Teks
Persoalan tentang ontologi ini menjadi
pembahasan utama di bidang filsafat, baik filsafaf kuno maupun modern. Ontologi
adalah cabang dari filsafat yang membahas realitas. Realitas adalah kenyataan
yang selanjutnya menjurus pada suatu kebenaran. Bedanya, realitas dalam
ontologi ini melahirkan pertanyaan-pertanyaan: apakah sesungguhnya realitas
yang ada ini; apakah realitas yang tampak ini suatu realita materi saja; adakah
sesuatu di ballik realita itu; apakah realita ini terdiri dari satu unsur
(monisme), dua unsur (dualisme) atau serba banyak (pluralisme).” Di bawah ini
adalah berbagai macam pandangan tentang ontologi.
a. Monisme
Paham ini menganggap bahwa hakikat yang asal
dari seluruh kenyataan itu hanya satu saja, tidak mungkin dua. Haruslah satu
hakikat saja sebagai sumber yang asal, baik yang asal berupa materi ataupun
berupa rohani. Tidak mungkin ada hakikat masing-masing bebas dan berdiri
sendiri. Haruslah salah satunya merupakan sumber yang pokok dan dominan
menentukan perkembangan yang lainnya. Istilah monisme oleh Thomas Davidson
disebut dengan Block Universe. Paham ini kemudian terbagi ke dalam dua aliran
yaitu materialisme dan idealisme.

Soal Tertulis a
Sajikan baris-baris entri sebagai tabel Markdown berkolom "Nomor" dan "Baris Entri", tanpa baris kosong. Mulailah pada baris yang memuat "Please tag the white plaster" dan berhentilah setelah baris yang memuat "column 144, row 258".

Entri set data anotasi titik:
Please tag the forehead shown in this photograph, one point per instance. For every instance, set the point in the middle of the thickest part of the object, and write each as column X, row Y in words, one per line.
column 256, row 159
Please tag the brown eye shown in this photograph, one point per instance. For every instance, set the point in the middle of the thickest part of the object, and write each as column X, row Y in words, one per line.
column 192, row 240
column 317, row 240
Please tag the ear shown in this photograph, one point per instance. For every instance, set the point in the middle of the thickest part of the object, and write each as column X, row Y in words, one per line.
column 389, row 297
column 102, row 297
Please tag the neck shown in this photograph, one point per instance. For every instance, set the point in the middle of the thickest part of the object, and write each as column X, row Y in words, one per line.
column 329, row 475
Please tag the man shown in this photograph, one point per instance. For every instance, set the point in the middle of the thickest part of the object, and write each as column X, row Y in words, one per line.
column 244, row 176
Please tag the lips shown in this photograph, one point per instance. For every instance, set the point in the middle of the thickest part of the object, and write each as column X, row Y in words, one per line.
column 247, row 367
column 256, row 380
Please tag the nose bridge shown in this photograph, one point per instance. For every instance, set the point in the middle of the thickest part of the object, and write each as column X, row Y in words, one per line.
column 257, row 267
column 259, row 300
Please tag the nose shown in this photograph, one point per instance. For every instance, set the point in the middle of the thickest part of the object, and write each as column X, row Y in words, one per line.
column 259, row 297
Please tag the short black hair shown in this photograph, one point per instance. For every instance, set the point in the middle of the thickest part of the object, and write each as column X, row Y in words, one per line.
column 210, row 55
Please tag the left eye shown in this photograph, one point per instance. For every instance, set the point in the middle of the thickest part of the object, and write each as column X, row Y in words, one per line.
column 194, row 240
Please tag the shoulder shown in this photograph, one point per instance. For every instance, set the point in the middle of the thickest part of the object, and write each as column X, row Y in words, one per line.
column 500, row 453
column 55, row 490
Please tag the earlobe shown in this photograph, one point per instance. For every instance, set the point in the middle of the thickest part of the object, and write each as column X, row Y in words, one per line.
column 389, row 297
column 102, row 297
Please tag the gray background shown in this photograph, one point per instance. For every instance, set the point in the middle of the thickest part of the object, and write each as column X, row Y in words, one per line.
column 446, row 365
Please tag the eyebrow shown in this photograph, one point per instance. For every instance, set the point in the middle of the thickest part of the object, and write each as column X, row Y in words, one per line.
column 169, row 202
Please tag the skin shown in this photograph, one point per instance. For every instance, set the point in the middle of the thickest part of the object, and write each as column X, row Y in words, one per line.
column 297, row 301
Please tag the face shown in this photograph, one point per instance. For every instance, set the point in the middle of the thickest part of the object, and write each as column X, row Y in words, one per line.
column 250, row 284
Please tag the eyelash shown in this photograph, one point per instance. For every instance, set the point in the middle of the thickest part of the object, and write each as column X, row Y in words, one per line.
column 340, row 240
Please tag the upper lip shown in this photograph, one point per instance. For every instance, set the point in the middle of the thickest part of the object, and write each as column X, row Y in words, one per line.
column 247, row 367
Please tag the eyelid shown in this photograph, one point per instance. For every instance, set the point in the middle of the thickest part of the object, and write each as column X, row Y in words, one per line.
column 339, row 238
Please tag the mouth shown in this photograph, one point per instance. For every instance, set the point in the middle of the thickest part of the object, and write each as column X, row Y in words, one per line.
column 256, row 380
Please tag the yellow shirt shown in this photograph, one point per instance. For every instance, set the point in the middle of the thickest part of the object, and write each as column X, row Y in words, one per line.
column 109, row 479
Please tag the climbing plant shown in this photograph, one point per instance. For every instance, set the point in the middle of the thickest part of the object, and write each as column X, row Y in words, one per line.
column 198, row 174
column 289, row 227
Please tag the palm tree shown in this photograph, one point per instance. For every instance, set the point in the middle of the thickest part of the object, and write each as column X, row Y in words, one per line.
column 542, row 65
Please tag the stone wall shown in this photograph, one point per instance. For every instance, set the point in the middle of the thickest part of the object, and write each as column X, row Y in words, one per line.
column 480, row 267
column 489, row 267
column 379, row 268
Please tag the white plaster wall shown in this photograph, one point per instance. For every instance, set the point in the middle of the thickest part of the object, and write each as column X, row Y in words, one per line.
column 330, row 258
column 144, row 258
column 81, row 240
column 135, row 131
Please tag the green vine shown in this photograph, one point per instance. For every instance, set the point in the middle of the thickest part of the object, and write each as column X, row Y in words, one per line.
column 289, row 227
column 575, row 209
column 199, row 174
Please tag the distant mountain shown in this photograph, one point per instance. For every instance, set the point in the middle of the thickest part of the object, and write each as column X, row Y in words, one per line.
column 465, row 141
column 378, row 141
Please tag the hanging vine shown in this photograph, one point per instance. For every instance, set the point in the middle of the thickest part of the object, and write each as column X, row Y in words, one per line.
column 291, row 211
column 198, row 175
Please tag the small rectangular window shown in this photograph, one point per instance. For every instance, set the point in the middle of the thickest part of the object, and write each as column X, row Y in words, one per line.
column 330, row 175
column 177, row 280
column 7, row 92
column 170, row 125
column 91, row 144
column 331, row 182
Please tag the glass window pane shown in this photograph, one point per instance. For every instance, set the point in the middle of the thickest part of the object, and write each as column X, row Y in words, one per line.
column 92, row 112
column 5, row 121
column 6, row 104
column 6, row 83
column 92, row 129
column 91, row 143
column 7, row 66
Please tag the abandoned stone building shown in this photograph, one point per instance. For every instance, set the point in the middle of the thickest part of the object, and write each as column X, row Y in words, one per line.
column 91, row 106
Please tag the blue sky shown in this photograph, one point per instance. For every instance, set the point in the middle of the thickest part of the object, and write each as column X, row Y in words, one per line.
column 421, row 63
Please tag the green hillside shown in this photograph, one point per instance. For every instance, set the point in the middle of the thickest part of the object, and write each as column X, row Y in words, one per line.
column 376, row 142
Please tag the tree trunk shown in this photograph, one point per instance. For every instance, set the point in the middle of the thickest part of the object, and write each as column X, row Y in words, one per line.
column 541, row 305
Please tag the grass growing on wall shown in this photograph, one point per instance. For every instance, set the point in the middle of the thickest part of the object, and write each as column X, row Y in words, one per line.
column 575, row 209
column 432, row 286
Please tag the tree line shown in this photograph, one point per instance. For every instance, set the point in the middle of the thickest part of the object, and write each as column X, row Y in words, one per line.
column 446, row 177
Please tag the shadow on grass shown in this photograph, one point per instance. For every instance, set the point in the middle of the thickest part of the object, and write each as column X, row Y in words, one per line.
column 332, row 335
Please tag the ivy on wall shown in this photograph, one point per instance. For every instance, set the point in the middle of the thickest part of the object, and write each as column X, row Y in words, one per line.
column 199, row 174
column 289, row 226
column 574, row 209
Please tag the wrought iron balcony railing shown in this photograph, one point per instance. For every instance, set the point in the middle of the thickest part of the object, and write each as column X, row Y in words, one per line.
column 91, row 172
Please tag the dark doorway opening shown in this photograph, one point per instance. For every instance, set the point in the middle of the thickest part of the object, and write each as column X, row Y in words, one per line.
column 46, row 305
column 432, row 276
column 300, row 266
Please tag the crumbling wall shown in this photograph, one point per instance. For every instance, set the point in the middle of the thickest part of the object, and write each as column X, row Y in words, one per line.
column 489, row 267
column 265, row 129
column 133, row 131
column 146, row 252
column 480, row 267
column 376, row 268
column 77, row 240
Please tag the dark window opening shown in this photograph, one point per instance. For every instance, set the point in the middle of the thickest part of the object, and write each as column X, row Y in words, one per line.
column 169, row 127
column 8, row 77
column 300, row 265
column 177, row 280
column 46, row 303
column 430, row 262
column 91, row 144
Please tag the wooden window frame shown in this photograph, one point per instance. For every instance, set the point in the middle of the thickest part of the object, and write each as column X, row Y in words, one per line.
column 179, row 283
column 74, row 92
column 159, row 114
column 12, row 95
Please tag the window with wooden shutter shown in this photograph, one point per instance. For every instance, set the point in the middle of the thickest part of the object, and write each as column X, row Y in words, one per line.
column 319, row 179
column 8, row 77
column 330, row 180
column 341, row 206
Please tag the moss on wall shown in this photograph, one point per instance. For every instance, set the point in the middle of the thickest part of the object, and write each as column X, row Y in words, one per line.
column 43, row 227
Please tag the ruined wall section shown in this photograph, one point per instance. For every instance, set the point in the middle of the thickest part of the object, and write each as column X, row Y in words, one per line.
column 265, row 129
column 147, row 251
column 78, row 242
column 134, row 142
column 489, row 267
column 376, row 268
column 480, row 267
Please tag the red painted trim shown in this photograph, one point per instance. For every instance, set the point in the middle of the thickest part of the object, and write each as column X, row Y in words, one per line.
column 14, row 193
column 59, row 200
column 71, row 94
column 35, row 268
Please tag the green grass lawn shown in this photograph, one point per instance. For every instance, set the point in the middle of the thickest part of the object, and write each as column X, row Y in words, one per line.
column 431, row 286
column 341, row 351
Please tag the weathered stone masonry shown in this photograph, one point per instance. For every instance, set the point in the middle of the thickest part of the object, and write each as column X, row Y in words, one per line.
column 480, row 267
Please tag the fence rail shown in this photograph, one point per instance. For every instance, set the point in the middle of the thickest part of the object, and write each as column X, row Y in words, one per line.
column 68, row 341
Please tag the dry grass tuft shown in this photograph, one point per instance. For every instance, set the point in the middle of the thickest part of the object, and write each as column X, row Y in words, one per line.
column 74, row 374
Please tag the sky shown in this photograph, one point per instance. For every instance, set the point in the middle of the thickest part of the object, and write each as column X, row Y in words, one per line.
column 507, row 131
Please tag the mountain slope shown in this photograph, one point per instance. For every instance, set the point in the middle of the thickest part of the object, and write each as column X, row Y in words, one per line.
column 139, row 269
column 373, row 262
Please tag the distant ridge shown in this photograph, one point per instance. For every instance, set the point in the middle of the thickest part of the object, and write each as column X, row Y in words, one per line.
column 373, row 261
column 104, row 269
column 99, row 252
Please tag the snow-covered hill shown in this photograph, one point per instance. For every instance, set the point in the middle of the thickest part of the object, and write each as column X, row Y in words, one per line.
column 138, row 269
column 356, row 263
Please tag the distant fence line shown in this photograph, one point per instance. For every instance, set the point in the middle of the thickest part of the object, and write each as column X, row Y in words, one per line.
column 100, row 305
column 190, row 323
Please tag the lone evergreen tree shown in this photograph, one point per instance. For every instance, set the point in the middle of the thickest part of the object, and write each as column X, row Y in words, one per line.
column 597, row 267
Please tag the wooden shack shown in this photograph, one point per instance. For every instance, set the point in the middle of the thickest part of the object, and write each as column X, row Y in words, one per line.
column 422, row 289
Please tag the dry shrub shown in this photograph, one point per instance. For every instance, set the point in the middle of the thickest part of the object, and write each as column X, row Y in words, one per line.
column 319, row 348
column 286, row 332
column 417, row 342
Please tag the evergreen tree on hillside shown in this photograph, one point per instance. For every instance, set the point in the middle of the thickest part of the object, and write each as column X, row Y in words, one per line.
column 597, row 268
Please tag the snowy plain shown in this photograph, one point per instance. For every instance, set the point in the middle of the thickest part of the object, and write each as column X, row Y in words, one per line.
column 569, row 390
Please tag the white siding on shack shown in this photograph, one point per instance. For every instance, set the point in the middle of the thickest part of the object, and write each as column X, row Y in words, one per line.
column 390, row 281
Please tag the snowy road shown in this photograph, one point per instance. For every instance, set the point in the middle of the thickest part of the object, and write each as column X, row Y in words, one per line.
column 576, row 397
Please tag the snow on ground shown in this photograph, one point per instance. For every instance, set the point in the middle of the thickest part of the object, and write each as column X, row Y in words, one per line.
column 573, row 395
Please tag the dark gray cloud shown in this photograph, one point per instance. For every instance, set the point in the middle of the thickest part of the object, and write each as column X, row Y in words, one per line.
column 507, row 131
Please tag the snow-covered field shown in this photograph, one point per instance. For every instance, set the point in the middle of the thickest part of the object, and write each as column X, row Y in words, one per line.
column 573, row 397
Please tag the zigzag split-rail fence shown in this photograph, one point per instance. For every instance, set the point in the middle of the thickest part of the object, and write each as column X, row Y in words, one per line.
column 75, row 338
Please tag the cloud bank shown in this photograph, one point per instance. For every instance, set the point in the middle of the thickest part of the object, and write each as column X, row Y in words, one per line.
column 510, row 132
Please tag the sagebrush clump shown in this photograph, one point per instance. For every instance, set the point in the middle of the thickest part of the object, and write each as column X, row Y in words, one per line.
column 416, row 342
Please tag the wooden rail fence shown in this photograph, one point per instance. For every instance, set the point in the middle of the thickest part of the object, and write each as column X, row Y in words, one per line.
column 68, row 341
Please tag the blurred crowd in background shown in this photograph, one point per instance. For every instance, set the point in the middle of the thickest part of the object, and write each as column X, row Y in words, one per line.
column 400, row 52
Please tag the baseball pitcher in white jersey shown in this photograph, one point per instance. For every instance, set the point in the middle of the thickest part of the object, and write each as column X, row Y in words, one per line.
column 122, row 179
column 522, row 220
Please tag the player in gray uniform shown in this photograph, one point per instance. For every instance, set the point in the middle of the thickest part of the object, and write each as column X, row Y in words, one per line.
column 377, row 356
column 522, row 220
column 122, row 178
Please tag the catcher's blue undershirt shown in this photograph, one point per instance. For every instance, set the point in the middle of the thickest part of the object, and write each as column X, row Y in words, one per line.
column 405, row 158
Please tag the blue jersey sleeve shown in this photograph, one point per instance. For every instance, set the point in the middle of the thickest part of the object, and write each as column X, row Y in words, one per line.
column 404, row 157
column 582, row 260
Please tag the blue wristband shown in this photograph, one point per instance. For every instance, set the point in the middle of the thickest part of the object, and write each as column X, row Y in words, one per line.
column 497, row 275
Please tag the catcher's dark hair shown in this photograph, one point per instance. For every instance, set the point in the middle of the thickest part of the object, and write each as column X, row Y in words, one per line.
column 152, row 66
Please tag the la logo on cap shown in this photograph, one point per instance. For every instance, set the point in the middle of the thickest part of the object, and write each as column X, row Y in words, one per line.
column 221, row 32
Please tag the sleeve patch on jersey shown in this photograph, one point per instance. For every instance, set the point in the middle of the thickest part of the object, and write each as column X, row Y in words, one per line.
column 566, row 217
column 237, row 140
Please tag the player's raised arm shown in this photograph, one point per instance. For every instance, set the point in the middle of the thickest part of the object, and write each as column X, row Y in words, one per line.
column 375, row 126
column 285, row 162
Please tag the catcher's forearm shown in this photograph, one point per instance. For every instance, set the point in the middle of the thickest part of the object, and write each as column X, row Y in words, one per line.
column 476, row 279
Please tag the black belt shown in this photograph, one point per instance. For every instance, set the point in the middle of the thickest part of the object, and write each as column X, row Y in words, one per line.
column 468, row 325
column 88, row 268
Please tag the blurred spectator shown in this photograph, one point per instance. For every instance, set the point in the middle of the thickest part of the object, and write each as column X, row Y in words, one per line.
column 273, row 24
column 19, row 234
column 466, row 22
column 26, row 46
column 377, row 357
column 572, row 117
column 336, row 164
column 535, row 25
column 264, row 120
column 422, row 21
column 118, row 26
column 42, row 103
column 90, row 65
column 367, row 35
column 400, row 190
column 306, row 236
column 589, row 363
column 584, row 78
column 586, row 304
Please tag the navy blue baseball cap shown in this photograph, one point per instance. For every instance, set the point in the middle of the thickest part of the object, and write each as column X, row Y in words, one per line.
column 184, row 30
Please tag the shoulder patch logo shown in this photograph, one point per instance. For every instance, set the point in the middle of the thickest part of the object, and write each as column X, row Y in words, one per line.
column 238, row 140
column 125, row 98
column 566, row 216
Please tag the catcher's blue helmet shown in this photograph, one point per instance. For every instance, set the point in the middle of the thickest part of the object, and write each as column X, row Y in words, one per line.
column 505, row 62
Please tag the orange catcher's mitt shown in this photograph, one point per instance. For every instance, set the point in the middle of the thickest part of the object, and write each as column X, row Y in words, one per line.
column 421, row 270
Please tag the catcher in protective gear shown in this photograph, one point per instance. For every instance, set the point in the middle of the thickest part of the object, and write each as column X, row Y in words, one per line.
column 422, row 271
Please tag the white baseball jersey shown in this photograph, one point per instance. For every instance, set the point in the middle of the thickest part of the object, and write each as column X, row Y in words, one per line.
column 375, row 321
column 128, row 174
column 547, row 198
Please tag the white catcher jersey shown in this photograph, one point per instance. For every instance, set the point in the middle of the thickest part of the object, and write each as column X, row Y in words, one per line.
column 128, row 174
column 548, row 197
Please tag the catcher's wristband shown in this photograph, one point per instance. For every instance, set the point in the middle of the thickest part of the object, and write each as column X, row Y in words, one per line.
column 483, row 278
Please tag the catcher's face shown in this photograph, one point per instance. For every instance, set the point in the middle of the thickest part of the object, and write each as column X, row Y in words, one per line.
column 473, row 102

Soal Tertulis b
Tulis kembali bagian teks tentang ontologi yang dimulai pada kata "Persoalan tentang ontologi" dan berakhir setelah kata "pandangan tentang ontologi.", dengan mengganti "filsafat" menjadi "falsafah".

Jawaban yang Diharapkan a
| Nomor | Baris Entri |
|---|---|
| 1 | Please tag the white plaster wall shown in this photograph, one point per instance. For every instance, set the point in the middle of the thickest part of the object, and write each as column X, row Y in words, one per line. |
| 2 | column 330, row 258 |
| 3 | column 144, row 258 |

Jawaban yang Diharapkan b
Persoalan tentang ontologi ini menjadi
pembahasan utama di bidang falsafah, baik filsafaf kuno maupun modern. Ontologi
adalah cabang dari falsafah yang membahas realitas. Realitas adalah kenyataan
yang selanjutnya menjurus pada suatu kebenaran. Bedanya, realitas dalam
ontologi ini melahirkan pertanyaan-pertanyaan: apakah sesungguhnya realitas
yang ada ini; apakah realitas yang tampak ini suatu realita materi saja; adakah
sesuatu di ballik realita itu; apakah realita ini terdiri dari satu unsur
(monisme), dua unsur (dualisme) atau serba banyak (pluralisme).” Di bawah ini
adalah berbagai macam pandangan tentang ontologi.